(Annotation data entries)
▬▬▬▬▬▬
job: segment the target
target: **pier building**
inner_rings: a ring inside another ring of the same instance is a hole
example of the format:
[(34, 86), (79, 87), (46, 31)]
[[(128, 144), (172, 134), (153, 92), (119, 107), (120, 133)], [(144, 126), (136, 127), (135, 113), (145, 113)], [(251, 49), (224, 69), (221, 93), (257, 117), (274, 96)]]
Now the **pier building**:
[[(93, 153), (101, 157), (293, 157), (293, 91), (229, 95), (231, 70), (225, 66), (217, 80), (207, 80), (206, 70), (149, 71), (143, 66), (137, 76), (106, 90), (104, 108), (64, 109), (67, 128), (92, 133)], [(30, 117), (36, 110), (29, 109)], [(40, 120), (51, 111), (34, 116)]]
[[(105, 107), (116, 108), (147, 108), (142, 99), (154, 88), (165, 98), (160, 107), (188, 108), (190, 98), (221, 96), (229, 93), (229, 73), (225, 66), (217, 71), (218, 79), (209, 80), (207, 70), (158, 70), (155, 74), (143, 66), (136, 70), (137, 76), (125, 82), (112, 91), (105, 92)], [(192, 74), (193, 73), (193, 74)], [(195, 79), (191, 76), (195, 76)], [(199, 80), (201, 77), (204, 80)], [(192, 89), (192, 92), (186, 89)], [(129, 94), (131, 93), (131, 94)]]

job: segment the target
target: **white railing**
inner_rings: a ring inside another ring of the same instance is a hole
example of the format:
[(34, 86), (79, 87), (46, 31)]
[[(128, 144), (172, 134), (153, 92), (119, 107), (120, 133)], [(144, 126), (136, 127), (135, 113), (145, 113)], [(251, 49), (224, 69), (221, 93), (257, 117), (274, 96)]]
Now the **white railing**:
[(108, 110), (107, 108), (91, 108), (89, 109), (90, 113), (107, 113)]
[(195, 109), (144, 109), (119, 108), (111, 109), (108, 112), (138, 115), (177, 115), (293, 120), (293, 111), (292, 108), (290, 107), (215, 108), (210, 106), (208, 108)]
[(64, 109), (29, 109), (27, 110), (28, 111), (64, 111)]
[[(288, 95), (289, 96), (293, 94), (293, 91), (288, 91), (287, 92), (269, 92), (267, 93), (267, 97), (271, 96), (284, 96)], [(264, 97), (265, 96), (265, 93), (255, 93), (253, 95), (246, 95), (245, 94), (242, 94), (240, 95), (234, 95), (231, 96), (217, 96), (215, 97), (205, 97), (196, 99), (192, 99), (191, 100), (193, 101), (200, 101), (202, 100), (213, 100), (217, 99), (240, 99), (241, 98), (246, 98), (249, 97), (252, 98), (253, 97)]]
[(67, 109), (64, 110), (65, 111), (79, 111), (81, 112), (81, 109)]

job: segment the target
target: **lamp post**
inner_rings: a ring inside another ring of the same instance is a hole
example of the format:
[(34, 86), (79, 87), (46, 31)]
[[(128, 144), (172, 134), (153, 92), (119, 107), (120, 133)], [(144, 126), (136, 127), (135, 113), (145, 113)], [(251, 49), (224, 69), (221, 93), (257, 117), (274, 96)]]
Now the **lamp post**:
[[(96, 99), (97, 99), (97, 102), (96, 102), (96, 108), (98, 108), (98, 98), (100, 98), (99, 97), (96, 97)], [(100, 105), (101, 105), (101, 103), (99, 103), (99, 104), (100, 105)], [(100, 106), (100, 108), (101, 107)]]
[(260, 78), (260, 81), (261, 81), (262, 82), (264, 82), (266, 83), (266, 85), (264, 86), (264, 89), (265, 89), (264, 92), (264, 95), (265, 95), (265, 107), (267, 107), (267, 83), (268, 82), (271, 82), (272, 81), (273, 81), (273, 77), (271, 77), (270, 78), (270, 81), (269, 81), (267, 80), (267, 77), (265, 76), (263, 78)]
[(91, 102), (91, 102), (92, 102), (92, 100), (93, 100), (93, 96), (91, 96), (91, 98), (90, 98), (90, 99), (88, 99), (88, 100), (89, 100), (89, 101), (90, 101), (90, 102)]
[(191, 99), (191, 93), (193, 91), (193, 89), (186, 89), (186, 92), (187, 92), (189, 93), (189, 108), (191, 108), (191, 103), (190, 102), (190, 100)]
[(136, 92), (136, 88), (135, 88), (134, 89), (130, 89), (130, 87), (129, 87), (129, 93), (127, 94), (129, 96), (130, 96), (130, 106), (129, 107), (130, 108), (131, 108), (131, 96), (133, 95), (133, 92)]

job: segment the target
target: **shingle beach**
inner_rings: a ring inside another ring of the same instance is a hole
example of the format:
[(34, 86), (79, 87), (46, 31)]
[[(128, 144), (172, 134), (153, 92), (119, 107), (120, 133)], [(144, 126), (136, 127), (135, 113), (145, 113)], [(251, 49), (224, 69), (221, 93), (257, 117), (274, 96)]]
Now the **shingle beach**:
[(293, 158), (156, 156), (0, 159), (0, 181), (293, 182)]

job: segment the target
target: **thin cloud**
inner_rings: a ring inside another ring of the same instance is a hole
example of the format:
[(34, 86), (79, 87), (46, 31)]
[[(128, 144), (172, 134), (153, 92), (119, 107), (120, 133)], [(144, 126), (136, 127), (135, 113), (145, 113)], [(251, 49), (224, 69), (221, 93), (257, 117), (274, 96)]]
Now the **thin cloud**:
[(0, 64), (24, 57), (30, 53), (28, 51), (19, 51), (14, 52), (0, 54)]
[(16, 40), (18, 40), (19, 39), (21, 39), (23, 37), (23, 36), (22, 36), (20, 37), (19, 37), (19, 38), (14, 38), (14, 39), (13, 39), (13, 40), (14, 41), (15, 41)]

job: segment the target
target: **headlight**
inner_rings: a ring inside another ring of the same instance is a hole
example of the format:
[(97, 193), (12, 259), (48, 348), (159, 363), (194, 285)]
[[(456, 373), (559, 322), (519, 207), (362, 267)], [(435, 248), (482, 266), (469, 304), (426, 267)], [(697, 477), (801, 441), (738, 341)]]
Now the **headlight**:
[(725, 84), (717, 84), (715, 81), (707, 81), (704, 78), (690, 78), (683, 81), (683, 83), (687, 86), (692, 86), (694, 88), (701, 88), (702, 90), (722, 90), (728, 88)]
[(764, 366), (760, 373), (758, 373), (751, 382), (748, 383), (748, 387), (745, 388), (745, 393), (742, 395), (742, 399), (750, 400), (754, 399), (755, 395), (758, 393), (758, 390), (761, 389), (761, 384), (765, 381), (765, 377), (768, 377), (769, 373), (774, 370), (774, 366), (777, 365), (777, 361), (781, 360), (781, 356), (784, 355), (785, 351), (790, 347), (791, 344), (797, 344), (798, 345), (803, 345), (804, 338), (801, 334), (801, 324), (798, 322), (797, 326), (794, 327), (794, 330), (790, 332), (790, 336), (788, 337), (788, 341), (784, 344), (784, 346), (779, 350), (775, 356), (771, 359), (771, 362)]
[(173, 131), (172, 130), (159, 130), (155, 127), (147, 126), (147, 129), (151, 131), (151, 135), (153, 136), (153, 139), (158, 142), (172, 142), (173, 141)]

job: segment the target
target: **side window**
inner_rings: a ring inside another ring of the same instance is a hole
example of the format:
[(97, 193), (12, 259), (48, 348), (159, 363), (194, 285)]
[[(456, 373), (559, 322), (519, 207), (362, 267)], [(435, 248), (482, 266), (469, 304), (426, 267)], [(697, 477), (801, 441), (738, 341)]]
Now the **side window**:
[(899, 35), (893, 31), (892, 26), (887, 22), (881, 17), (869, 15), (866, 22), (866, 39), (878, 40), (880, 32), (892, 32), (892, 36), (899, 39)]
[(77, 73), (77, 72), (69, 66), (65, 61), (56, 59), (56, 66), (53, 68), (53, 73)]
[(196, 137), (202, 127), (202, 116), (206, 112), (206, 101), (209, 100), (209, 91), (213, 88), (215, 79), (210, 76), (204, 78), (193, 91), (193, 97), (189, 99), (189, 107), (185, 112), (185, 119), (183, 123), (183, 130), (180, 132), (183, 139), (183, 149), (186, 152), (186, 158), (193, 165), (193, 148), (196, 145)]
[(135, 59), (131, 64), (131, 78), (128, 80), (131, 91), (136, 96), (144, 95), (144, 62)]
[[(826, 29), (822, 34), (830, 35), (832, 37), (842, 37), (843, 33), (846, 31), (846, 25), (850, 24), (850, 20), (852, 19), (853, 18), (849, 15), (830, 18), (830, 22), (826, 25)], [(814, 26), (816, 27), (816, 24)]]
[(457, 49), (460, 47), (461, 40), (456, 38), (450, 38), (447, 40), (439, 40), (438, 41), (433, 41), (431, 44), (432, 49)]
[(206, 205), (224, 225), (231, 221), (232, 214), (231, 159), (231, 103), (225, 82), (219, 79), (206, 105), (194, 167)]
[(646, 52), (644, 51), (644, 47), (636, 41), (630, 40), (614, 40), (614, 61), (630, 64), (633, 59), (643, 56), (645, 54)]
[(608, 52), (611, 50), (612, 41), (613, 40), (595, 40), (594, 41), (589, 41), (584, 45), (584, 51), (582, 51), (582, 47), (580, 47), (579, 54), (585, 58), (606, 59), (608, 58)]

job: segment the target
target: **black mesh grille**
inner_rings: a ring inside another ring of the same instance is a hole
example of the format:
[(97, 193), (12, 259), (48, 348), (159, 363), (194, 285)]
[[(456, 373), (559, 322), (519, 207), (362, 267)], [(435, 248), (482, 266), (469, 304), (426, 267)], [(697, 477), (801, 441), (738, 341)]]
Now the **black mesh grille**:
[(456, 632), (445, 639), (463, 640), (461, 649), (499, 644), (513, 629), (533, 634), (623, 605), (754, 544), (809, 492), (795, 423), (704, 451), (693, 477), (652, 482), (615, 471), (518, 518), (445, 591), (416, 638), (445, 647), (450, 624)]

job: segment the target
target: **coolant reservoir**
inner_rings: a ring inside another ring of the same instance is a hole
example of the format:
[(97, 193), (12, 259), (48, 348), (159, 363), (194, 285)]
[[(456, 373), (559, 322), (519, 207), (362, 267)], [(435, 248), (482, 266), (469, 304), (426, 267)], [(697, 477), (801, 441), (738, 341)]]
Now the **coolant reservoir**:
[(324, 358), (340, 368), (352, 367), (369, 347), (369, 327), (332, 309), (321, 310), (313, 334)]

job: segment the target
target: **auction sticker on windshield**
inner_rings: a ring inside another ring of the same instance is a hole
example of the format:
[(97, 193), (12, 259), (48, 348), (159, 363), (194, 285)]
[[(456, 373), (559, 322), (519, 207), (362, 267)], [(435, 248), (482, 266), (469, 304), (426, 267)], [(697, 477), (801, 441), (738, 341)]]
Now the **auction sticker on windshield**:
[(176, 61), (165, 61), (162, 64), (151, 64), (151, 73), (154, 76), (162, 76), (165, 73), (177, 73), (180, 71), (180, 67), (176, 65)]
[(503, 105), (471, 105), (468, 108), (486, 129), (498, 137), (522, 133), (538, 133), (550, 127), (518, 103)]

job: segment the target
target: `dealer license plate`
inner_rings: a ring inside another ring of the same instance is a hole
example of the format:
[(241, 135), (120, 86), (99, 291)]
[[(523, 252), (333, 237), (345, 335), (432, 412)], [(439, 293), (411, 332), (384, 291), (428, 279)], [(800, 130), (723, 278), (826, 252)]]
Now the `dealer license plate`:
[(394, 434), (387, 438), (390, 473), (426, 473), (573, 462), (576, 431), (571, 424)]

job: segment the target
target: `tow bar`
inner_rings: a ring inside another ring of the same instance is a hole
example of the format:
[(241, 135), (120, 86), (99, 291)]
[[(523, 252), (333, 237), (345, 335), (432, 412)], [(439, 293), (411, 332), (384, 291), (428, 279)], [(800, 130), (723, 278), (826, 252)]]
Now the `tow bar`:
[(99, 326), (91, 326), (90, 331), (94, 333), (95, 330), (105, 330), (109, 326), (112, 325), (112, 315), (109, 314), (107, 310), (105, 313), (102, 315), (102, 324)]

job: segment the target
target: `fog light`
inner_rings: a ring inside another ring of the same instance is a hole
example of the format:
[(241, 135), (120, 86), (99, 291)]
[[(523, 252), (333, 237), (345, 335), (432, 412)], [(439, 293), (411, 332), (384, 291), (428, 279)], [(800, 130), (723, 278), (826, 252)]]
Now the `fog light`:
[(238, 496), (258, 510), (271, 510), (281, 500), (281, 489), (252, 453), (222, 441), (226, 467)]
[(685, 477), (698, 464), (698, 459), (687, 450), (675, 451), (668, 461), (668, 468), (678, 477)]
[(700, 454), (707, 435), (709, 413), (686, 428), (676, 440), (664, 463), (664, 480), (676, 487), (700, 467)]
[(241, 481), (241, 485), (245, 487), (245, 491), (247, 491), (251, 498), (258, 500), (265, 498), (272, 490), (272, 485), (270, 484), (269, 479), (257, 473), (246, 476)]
▬▬▬▬▬▬
# OBJECTIVE
Put the data into a Markdown table with the columns Row and Line, one line per row, leaving out blank lines. Begin at the start of the data and stop after the line that contains "93), (131, 94)]]".

# WRITTEN SOLUTION
| Row | Line |
|---|---|
| 1 | job: segment the target |
| 2 | target: **pier building** |
| 3 | inner_rings: a ring inside another ring of the same instance is a hole |
| 4 | example of the format: |
| 5 | [(34, 86), (79, 87), (46, 31)] |
| 6 | [[(128, 144), (172, 134), (153, 92), (119, 107), (120, 133)], [(144, 126), (136, 127), (135, 113), (145, 113)], [(251, 49), (224, 69), (221, 93), (257, 117), (274, 96)]] |
| 7 | Now the **pier building**: |
| 8 | [[(93, 153), (101, 157), (293, 157), (293, 91), (229, 95), (231, 70), (225, 66), (217, 80), (207, 80), (206, 70), (149, 71), (143, 66), (137, 76), (106, 90), (104, 108), (64, 109), (67, 128), (92, 133)], [(30, 117), (36, 110), (29, 109)], [(40, 120), (51, 111), (34, 116)]] |
| 9 | [[(105, 107), (116, 108), (147, 108), (142, 99), (154, 88), (165, 98), (160, 107), (188, 108), (190, 98), (221, 96), (229, 93), (229, 73), (225, 66), (217, 71), (218, 79), (209, 80), (207, 70), (158, 70), (155, 74), (143, 66), (136, 70), (137, 76), (125, 82), (112, 91), (105, 92)], [(192, 74), (193, 73), (193, 74)], [(195, 79), (191, 76), (195, 76)], [(199, 80), (201, 77), (204, 80)], [(192, 89), (192, 92), (186, 89)], [(129, 94), (131, 93), (131, 94)]] |